### Yang Diminta
Tolong saring baris di bawah ini dan salin setiap baris yang memuat kata "high". Huruf besar dan kecil dibedakan.
===== Bahan Kutipan
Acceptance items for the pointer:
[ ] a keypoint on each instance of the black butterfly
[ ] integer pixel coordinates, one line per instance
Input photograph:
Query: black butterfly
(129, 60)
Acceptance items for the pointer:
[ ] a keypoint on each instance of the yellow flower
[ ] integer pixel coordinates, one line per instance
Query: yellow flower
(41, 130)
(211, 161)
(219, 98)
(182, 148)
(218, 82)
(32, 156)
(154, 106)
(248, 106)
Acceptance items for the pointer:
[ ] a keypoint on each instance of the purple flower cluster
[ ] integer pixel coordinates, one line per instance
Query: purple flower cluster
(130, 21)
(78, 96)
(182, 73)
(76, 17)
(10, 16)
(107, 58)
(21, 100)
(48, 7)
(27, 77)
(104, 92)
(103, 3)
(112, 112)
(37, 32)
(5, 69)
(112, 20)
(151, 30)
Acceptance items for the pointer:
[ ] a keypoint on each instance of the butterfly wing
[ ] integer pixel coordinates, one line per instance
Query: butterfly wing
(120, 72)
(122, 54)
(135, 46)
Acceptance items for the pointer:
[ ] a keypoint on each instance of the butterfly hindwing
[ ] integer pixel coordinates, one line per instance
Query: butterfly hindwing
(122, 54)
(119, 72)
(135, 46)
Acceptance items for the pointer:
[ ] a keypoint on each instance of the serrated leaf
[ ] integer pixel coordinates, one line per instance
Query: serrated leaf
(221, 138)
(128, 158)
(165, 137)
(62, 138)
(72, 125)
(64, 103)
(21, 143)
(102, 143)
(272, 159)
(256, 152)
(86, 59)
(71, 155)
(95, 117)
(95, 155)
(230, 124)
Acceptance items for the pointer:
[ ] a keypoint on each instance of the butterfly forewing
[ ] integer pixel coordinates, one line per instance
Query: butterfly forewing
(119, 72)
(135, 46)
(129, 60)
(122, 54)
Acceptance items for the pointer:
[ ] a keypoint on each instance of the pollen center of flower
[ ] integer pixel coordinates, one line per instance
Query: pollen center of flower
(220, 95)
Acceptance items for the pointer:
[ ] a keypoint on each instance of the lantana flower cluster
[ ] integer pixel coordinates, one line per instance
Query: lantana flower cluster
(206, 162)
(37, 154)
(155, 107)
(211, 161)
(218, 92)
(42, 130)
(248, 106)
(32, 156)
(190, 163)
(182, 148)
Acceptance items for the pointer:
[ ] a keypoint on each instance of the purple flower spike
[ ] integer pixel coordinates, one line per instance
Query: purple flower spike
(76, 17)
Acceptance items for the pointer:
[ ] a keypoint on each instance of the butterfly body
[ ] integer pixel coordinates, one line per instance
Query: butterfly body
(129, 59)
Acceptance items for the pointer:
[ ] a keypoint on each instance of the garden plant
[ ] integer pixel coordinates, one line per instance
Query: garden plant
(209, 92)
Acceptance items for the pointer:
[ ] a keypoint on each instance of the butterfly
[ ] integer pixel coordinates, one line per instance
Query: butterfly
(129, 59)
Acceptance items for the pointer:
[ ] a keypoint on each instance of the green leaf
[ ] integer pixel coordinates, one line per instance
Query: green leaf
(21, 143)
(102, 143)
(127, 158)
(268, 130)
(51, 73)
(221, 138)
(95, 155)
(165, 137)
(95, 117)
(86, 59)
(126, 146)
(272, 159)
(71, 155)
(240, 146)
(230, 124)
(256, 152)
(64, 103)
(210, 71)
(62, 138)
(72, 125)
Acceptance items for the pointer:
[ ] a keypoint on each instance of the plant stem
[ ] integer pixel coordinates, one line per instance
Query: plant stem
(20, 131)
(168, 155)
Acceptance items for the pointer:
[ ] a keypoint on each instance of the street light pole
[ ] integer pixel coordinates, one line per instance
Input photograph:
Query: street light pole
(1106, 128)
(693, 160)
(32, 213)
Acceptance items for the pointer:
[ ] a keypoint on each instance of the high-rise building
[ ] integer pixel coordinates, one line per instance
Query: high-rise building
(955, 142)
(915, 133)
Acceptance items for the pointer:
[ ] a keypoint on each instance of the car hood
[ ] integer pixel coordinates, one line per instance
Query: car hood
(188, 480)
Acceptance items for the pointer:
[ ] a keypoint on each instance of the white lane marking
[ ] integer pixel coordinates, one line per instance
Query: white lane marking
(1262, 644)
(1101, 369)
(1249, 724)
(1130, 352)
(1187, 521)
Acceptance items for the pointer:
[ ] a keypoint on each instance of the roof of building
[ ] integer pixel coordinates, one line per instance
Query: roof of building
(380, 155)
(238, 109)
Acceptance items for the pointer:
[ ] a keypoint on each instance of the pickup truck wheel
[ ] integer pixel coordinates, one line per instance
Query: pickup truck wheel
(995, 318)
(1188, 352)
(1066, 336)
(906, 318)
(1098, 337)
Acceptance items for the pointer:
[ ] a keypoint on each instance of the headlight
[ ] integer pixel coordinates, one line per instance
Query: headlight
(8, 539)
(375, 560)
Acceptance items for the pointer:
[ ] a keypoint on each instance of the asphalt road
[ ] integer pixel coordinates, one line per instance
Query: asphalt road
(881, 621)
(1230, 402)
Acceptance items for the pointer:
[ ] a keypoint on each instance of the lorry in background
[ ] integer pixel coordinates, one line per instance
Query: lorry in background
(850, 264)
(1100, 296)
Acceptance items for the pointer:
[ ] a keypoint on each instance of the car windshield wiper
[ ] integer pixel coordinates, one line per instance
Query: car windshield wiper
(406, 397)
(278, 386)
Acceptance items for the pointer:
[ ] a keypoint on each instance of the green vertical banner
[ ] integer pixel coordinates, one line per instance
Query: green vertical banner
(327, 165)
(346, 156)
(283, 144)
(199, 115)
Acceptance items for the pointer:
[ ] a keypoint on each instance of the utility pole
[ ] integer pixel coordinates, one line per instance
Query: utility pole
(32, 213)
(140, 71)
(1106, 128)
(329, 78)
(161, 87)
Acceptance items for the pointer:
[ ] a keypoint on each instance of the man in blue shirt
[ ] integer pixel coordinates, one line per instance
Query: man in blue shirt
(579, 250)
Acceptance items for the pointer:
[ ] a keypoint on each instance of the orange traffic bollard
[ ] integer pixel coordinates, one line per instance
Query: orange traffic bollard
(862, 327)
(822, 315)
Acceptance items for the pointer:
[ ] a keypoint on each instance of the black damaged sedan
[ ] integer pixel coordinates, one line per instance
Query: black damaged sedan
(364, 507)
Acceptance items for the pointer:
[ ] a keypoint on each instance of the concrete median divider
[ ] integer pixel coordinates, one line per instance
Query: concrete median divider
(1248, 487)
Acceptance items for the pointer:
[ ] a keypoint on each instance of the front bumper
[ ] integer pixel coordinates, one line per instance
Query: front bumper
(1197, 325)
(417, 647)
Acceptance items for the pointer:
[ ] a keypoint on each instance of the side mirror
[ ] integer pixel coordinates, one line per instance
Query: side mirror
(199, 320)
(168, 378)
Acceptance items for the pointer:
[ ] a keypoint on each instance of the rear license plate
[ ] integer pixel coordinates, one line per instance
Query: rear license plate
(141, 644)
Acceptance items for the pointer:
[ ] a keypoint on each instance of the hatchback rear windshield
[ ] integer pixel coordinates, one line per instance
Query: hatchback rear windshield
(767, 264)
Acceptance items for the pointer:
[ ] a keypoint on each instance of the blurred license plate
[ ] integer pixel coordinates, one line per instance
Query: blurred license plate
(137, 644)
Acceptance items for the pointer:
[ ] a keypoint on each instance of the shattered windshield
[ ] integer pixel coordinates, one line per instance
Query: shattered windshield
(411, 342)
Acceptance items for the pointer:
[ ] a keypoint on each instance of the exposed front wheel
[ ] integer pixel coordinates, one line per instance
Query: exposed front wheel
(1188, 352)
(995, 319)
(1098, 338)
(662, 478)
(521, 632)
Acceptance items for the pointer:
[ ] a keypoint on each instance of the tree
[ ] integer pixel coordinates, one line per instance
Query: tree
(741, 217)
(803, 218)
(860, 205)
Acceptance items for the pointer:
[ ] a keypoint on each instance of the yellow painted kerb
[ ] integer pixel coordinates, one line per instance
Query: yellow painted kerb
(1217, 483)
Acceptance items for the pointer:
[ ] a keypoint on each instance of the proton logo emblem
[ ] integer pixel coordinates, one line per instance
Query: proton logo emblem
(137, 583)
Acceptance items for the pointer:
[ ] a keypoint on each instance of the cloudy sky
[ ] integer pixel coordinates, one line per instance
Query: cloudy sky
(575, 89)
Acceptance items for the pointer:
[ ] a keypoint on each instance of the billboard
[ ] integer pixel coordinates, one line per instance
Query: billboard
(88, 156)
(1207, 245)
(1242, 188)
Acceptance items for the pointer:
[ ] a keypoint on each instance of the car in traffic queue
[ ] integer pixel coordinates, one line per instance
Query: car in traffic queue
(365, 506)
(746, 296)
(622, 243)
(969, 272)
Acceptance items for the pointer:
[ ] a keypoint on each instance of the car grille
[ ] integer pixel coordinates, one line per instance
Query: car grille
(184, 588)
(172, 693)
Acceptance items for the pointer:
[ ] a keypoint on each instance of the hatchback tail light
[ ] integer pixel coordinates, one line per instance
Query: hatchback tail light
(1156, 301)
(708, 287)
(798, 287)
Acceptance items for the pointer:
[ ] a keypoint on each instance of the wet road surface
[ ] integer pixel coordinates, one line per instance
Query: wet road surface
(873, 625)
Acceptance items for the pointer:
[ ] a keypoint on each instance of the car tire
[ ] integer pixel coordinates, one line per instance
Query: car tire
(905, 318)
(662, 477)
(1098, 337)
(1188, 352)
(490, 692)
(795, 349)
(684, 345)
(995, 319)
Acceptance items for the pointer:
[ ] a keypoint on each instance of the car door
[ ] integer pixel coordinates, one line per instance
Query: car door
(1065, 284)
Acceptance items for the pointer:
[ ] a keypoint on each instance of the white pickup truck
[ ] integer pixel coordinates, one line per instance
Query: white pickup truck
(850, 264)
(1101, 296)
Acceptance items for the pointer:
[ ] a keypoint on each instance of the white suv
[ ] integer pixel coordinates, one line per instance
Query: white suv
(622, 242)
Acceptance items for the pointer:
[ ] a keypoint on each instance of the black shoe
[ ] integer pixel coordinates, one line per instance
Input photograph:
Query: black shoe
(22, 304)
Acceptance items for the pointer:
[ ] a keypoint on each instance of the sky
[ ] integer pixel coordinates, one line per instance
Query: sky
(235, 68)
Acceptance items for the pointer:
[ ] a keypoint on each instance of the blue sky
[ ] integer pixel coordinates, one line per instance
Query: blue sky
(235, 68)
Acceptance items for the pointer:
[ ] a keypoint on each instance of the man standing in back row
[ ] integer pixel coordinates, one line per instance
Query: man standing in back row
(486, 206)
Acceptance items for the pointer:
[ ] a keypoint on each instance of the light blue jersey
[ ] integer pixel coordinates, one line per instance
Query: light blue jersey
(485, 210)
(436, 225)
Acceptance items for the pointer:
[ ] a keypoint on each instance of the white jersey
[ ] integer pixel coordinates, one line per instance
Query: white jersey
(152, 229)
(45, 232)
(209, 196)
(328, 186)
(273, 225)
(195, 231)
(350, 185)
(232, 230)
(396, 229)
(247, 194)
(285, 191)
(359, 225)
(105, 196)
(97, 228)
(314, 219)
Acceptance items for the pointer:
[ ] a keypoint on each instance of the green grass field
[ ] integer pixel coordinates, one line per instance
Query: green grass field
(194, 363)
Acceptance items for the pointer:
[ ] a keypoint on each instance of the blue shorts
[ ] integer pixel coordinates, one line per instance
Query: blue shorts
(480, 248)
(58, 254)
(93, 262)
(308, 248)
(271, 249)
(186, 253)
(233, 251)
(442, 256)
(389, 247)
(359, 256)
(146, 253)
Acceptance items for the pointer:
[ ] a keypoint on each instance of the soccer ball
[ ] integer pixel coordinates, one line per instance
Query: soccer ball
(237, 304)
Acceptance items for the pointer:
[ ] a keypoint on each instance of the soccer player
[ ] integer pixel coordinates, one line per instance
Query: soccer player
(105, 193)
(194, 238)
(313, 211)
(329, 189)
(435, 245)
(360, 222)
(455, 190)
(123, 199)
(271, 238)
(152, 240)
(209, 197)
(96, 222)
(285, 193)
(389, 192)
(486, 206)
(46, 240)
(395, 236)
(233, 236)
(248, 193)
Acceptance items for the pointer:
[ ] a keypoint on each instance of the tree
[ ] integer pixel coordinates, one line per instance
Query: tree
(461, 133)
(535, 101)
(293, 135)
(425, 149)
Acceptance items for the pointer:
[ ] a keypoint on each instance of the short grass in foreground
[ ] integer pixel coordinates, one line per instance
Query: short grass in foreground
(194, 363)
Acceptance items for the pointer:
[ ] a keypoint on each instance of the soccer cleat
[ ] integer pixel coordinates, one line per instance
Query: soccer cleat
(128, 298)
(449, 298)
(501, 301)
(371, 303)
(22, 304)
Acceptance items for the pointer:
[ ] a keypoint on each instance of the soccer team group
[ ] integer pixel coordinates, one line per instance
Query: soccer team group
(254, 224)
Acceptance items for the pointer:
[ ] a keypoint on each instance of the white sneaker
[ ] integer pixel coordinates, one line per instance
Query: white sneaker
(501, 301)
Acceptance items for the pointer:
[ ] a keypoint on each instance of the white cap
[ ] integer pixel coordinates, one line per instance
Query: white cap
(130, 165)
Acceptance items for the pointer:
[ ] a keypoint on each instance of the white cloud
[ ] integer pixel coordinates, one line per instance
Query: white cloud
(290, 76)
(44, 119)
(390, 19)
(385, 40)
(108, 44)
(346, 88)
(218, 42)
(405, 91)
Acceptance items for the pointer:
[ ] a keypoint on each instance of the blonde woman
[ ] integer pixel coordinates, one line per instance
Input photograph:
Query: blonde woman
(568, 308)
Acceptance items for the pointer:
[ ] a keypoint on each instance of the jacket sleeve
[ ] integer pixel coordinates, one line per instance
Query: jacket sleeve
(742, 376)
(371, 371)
==========
### Jawaban
[ ] a keypoint on each instance of the high-rise building
Query: high-rise building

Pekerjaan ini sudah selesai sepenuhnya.